Arrange the items below as a two-column CSV with the headers text and answer, one row per item. Put each item's text and its full answer in their own quoted fields, and replace any line breaks with spaces.

§ PROVIDED RECORDS
--- start ---

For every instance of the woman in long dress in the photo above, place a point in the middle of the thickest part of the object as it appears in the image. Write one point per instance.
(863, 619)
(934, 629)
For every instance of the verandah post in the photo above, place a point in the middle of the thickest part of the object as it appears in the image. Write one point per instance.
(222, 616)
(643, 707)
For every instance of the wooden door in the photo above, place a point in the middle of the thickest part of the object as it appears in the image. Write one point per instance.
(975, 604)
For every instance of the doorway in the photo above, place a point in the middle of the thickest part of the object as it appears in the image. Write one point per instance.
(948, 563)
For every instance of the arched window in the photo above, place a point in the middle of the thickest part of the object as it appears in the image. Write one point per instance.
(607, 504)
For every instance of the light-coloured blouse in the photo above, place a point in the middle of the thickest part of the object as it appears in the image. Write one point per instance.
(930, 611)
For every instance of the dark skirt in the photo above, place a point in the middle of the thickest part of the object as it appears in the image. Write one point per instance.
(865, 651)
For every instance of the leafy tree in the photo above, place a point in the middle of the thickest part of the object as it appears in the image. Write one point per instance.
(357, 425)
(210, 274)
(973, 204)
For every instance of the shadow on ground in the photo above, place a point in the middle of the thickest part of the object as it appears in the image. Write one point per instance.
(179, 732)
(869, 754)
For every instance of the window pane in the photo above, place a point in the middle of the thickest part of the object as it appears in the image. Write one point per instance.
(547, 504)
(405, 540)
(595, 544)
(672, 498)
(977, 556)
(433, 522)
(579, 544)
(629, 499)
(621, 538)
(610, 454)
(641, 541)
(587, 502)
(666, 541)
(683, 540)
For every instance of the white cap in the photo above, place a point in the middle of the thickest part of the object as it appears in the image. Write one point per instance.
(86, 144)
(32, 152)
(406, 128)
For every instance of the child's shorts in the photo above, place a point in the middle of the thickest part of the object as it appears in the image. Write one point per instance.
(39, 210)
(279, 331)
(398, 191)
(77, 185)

--- end ---

§ RESULT OF THE TASK
text,answer
"For every instance of the woman in long dress in the photo above, place a point in the middle of the thickest part of the object as it appears in the image. Write one point per instance.","(863, 619) (934, 629)"
"For every instance of the verandah post in the photo above, place a point in the middle of the thickest part of the object as it appears in the image. Write one point per instance.","(222, 616) (643, 707)"
"For every instance of the wooden door in the photo above, place a point in the middle of the thickest part of the object as it appears in the image. Write one point per instance.","(975, 604)"
"For every instance of the doorway in the photo above, place a point in the middle of the thickest part of the object as it appears in the image. Write one point per instance.","(948, 563)"
"For every instance of the arched window in the photo above, place a point in the middle of the thickest part of the object as it appears in the image. Write one point per instance.","(607, 504)"
"For every instance of the light-coloured blouse in the photo above, place a point in the middle of the thickest part of the object as it appears in the image. Write one point per instance.","(930, 611)"
"For every instance of the dark skirt in the photo above, place a point in the middle of the thickest part of the object as it appears in the image. Write one point per instance.","(865, 651)"
"For every instance of the leafy tree in the photo above, place a point in the middle of the thickest part of the object as it appears in the image. Write one point per instance.","(357, 425) (210, 274) (973, 204)"
"For every instance of the shadow on ground in the photo above, place a point in the middle of the thickest part of the object as it appears in the image. Write one point per instance.","(179, 732) (869, 754)"
"For every instance of the window pane in the photo above, place a point in the middle of the thickest part of the object as it appears in the image. Write one point per instance.","(547, 504) (405, 540) (595, 544) (672, 498) (977, 556) (433, 522) (579, 544) (629, 499) (621, 538) (610, 454) (641, 541) (587, 502) (666, 541) (683, 540)"
"For every instance of the white cap in the photo above, place a point in the middle of the thickest part of the object as it appears in the image. Write one point per instance.","(86, 144) (32, 152) (406, 128)"
"For every instance of the child's shorts in the photo above, place a point in the middle of the thickest part of the object as it appears in the image. Write one point per instance.","(39, 210) (279, 331) (398, 191) (77, 185)"